** Begin Exercise materials **
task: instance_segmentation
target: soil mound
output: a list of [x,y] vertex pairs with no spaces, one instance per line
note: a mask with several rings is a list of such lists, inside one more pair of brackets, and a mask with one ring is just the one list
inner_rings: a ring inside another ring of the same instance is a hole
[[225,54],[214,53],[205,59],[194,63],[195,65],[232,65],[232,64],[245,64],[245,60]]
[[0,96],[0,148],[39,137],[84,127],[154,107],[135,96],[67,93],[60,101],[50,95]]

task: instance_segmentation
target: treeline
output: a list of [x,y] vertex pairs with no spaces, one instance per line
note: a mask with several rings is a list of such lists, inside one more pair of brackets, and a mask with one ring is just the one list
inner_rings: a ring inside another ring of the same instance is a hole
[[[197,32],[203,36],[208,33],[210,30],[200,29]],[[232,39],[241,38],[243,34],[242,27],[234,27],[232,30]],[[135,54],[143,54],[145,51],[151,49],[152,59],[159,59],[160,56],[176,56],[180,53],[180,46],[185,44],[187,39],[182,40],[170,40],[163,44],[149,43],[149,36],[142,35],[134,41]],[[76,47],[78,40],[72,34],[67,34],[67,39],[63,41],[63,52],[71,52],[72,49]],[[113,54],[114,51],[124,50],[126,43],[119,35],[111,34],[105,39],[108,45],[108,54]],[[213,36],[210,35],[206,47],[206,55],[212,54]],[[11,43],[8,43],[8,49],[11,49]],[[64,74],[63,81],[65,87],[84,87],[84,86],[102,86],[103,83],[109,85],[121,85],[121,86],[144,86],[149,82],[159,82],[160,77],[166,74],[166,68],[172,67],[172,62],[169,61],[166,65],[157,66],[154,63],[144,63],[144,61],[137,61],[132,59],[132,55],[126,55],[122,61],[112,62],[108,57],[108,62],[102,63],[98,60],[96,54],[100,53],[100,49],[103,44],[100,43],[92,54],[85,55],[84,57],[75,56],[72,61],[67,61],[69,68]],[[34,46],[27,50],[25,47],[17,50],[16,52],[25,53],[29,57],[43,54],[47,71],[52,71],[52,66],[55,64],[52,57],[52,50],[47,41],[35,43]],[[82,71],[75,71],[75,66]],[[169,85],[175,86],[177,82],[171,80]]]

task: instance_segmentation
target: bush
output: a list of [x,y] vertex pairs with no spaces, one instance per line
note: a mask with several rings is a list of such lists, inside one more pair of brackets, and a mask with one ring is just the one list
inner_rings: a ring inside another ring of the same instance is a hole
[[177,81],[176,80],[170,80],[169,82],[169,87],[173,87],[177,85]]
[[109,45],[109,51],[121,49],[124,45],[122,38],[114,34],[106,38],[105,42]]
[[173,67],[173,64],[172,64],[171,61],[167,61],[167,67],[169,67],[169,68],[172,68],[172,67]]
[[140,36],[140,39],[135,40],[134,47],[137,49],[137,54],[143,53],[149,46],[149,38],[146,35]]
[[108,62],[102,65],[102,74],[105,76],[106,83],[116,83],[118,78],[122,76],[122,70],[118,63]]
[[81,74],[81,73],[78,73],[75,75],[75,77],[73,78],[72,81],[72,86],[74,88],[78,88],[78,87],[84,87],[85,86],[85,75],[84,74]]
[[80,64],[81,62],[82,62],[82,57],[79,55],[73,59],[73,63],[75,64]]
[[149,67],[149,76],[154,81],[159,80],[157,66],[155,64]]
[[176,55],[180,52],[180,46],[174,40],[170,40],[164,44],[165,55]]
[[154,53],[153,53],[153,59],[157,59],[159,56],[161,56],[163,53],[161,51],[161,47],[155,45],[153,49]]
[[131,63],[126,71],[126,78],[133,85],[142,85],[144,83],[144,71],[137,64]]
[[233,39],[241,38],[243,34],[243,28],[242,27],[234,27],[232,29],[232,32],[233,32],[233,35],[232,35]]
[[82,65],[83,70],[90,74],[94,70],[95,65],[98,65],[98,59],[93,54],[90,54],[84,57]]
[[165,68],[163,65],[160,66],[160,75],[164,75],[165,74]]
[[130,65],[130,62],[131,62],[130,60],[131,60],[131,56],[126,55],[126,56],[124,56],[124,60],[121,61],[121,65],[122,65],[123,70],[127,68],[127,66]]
** End Exercise materials **
** Begin Exercise materials **
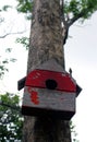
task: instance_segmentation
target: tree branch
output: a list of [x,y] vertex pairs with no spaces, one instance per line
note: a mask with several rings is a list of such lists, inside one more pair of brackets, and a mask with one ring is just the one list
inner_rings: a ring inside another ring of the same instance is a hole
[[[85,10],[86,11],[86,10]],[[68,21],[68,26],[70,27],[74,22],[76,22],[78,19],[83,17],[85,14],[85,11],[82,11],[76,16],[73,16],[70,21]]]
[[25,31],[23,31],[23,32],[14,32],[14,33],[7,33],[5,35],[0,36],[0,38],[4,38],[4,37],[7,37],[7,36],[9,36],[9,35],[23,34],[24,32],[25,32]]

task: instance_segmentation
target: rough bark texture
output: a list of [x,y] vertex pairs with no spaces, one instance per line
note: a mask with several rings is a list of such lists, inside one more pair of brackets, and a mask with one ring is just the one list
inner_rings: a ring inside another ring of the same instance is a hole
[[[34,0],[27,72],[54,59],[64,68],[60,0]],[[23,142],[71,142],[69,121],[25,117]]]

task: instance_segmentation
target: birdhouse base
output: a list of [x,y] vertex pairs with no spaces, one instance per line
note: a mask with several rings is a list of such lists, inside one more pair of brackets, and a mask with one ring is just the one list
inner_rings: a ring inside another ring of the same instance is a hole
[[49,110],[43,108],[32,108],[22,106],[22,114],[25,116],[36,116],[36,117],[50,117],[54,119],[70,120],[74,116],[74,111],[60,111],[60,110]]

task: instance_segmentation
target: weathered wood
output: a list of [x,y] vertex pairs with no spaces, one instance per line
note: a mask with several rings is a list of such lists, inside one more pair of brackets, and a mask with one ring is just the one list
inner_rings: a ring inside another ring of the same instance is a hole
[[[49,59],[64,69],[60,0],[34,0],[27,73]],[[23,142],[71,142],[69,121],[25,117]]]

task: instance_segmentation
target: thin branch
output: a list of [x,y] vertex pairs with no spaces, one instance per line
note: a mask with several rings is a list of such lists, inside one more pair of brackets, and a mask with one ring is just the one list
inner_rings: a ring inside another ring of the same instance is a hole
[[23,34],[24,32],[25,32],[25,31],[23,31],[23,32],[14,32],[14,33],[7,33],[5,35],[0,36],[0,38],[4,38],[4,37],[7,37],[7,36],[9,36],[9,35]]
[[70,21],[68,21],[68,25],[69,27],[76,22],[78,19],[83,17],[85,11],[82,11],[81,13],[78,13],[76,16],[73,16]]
** End Exercise materials **
** Begin Exercise materials **
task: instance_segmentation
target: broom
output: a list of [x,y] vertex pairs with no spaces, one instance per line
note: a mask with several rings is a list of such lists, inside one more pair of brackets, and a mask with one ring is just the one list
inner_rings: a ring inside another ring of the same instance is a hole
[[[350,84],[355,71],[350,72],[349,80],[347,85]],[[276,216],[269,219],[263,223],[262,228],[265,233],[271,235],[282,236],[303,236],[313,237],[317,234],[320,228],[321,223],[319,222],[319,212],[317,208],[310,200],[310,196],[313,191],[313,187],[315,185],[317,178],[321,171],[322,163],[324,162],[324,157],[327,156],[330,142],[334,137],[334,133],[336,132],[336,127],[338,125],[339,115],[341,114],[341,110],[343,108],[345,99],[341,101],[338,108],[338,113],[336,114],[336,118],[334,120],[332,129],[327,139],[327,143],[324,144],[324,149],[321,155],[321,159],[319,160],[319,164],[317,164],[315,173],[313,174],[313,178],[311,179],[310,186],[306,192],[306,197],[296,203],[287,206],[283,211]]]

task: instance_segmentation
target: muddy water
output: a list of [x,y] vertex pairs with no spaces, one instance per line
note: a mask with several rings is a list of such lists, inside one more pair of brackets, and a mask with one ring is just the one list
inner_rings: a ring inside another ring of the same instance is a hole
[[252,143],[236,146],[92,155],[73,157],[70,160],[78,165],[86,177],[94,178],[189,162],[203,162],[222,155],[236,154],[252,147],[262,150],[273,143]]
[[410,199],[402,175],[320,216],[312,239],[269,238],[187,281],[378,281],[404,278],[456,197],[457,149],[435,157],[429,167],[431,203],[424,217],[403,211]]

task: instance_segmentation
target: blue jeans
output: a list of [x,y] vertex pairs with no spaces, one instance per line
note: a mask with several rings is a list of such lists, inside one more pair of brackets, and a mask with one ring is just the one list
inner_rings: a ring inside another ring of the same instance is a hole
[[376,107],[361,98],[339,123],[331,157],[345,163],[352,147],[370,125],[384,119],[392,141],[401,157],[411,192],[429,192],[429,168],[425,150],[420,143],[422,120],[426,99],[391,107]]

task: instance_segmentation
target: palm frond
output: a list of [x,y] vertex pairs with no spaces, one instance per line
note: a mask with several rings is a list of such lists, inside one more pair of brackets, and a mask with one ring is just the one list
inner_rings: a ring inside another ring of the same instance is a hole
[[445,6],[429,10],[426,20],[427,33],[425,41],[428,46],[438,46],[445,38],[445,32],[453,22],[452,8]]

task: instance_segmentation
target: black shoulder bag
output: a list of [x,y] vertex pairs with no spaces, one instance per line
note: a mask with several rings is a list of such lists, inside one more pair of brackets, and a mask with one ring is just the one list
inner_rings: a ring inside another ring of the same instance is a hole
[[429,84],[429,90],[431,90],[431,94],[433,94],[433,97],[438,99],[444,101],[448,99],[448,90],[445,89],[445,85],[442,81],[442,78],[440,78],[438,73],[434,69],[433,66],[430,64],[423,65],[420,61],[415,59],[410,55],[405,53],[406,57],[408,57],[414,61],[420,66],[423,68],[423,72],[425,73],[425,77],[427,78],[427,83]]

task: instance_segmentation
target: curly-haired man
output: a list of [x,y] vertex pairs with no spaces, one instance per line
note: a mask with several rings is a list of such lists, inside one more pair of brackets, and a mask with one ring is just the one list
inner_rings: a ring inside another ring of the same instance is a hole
** End Exercise materials **
* **Problem to work on**:
Show every line of the records above that contains the word "branch".

* **Task response**:
target: tree branch
target: thin branch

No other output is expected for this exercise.